**Directions:** Reproduce the rows below, from the line containing "Mark each instance of the dark" through the line containing "x=401 y=195", inclusive, with the requests included. Increase every x and y coordinate in the answers by 92, and leave the sample coordinates in the requests unchanged.

□ □ □ □ □ □ □

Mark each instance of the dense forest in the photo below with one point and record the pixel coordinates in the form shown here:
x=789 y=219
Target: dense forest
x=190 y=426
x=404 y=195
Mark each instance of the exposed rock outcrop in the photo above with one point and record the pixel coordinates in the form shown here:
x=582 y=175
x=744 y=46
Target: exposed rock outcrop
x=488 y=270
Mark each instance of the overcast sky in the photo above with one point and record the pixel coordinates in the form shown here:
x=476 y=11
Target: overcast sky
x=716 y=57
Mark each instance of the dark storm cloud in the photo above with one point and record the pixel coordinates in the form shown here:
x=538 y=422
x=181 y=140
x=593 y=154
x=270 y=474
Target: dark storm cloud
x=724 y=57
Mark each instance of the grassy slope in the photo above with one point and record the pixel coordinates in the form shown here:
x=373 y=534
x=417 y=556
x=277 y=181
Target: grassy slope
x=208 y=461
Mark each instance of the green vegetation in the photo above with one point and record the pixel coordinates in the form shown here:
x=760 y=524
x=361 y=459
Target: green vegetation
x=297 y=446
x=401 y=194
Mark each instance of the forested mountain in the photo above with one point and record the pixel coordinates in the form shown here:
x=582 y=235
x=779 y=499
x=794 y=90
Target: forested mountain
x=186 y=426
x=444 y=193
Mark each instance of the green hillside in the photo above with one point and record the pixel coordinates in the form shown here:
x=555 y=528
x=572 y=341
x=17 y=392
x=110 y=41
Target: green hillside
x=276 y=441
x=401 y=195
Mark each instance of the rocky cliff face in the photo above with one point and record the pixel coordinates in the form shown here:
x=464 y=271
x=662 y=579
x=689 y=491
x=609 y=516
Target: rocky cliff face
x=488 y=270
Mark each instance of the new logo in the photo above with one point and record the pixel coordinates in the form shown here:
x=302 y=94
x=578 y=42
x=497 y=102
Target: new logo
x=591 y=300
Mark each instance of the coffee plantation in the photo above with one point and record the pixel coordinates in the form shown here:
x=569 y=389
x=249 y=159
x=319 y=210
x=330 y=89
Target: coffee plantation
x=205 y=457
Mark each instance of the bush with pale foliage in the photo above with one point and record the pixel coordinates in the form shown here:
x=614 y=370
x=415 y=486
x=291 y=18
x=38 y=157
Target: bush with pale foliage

□ □ □ □ □ □ □

**Response to this task:**
Mark each instance of the dark storm cloud in the photo above with one point and record the pixel coordinates in the form shown here:
x=538 y=422
x=181 y=140
x=593 y=154
x=270 y=474
Target: dark storm cloud
x=816 y=149
Mark each instance of the grassy slope in the photo above with one point and record the pixel coordinates in the form shown here:
x=373 y=534
x=417 y=556
x=277 y=181
Target: grassy slope
x=300 y=553
Mark each instance of the green vegetation in the photo above with one point and record the pixel coordinates in the form shown here:
x=760 y=524
x=361 y=459
Target: green vegetation
x=389 y=538
x=493 y=286
Mark each instance of the forested mountain in the photo above with one point and record the pixel coordinates in the form shown here:
x=582 y=235
x=779 y=499
x=794 y=90
Target: forested mountain
x=278 y=518
x=536 y=285
Mark each instance of the green hillside in the photo above with one point and record the pixel coordinates in the form shown here:
x=555 y=528
x=572 y=341
x=17 y=392
x=110 y=41
Target: green hillside
x=368 y=533
x=493 y=287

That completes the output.